What you will do:
Return each line below that contains the string "query".

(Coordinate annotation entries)
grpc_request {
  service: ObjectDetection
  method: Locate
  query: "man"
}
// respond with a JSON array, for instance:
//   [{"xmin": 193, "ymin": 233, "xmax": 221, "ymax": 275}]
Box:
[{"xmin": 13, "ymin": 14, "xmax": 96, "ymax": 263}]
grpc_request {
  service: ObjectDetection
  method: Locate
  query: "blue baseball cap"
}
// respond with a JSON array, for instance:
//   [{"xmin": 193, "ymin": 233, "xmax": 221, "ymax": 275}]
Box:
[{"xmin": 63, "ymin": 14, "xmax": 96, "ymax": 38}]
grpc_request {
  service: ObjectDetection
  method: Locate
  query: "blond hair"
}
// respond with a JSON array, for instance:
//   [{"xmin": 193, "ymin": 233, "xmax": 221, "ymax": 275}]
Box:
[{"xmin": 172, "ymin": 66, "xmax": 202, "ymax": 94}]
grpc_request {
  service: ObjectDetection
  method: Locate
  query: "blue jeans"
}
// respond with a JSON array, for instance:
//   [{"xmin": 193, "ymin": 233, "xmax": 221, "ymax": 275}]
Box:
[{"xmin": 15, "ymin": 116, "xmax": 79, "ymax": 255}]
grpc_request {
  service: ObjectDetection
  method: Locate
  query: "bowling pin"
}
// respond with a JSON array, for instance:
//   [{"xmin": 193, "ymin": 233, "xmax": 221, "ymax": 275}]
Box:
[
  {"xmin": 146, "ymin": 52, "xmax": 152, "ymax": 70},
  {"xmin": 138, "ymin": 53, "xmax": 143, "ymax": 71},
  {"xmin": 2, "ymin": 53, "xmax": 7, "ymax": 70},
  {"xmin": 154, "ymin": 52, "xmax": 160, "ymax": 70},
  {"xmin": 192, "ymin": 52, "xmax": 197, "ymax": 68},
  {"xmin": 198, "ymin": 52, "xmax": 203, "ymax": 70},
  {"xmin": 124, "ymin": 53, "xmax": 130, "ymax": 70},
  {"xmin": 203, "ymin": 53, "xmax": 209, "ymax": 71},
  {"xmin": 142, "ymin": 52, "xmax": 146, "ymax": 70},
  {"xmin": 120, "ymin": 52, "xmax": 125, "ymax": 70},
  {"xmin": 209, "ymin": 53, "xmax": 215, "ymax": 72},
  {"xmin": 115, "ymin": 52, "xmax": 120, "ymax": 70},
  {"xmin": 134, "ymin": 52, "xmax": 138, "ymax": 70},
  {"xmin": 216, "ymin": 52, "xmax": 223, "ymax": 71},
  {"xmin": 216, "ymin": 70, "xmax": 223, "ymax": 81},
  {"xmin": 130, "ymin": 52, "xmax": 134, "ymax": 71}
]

The solution:
  query: "man"
  query: "blue baseball cap"
  query: "blond hair"
  query: "blue jeans"
  query: "bowling pin"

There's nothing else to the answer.